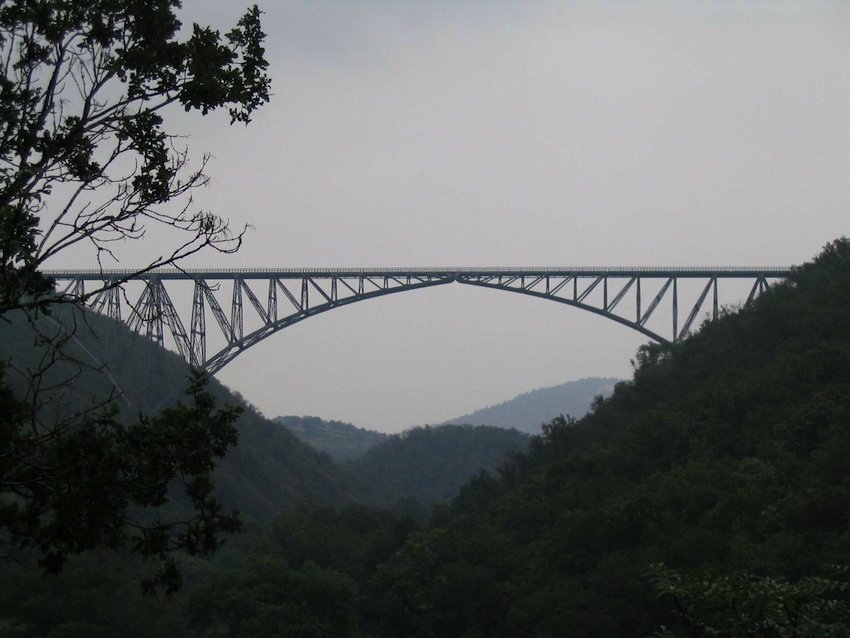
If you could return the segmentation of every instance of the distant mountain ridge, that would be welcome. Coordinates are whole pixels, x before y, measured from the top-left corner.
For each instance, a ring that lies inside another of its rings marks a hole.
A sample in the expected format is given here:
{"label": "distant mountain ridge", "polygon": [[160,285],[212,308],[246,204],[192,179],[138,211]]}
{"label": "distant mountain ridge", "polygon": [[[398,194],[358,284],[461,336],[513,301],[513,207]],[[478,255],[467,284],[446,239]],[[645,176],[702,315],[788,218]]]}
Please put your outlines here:
{"label": "distant mountain ridge", "polygon": [[279,416],[273,421],[334,461],[349,461],[362,456],[366,450],[387,438],[381,432],[341,421],[325,421],[317,416]]}
{"label": "distant mountain ridge", "polygon": [[584,416],[599,396],[609,396],[621,379],[587,377],[531,392],[492,405],[471,414],[444,422],[448,424],[492,425],[500,428],[515,428],[528,434],[540,434],[543,423],[549,423],[560,415],[575,418]]}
———
» **Do this**: Write out the text of each item above word for word, leaving out the pictures.

» **Exercise result**:
If you could return the segmentation of every instance of the distant mountain ridge, that would be welcome. Coordinates are whole pixels, x before y, measured from the top-left corner.
For each instance, a ring that lies inside another of its rings marks a hole.
A sample in the expected format is given here:
{"label": "distant mountain ridge", "polygon": [[160,285],[212,308],[246,204],[192,179],[138,211]]}
{"label": "distant mountain ridge", "polygon": [[[398,194],[358,284],[461,336],[513,301],[513,207]],[[478,255],[467,284],[446,239]],[[645,176],[702,315],[788,218]]]}
Please put your outlines here:
{"label": "distant mountain ridge", "polygon": [[279,416],[273,421],[334,461],[349,461],[362,456],[366,450],[387,438],[381,432],[341,421],[325,421],[317,416]]}
{"label": "distant mountain ridge", "polygon": [[584,416],[599,396],[609,396],[621,379],[587,377],[531,392],[492,405],[471,414],[444,422],[448,424],[492,425],[500,428],[515,428],[528,434],[540,434],[543,423],[549,423],[560,415],[575,418]]}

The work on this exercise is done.